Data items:
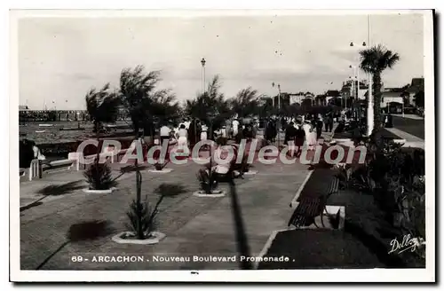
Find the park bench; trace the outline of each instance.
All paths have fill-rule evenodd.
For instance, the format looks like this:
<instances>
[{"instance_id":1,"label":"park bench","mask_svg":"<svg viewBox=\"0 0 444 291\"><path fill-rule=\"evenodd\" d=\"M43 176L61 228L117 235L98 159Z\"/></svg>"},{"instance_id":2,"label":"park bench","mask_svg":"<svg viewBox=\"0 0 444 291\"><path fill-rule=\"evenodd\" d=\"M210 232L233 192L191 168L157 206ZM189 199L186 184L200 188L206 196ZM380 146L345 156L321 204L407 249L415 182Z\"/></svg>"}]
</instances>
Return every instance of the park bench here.
<instances>
[{"instance_id":1,"label":"park bench","mask_svg":"<svg viewBox=\"0 0 444 291\"><path fill-rule=\"evenodd\" d=\"M43 161L42 170L45 173L70 169L74 164L74 161L66 160L57 160L52 161L50 162Z\"/></svg>"},{"instance_id":2,"label":"park bench","mask_svg":"<svg viewBox=\"0 0 444 291\"><path fill-rule=\"evenodd\" d=\"M333 177L324 194L318 197L299 198L299 203L289 218L288 226L294 225L297 228L309 226L314 223L316 216L321 216L321 218L322 218L327 207L327 200L331 194L337 193L338 189L339 179Z\"/></svg>"}]
</instances>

→ Instructions for the task
Copy out the text of each record above word for word, leaving out the images.

→ Task output
Find the park bench; trace the outline of each instance.
All paths have fill-rule evenodd.
For instance, the format looks like this:
<instances>
[{"instance_id":1,"label":"park bench","mask_svg":"<svg viewBox=\"0 0 444 291\"><path fill-rule=\"evenodd\" d=\"M43 176L61 228L117 235L98 159Z\"/></svg>"},{"instance_id":2,"label":"park bench","mask_svg":"<svg viewBox=\"0 0 444 291\"><path fill-rule=\"evenodd\" d=\"M210 232L233 192L191 168L157 206ZM189 199L186 184L200 188L206 196ZM380 146L345 156L321 204L407 249L415 182Z\"/></svg>"}]
</instances>
Return every instance of the park bench here.
<instances>
[{"instance_id":1,"label":"park bench","mask_svg":"<svg viewBox=\"0 0 444 291\"><path fill-rule=\"evenodd\" d=\"M43 161L42 170L45 173L70 169L74 164L74 161L66 160L57 160L52 161L50 162Z\"/></svg>"},{"instance_id":2,"label":"park bench","mask_svg":"<svg viewBox=\"0 0 444 291\"><path fill-rule=\"evenodd\" d=\"M333 177L324 194L318 197L299 198L299 203L289 218L288 226L294 225L297 228L309 226L314 223L316 216L321 216L321 218L322 218L327 207L327 200L331 194L337 193L338 189L339 179Z\"/></svg>"}]
</instances>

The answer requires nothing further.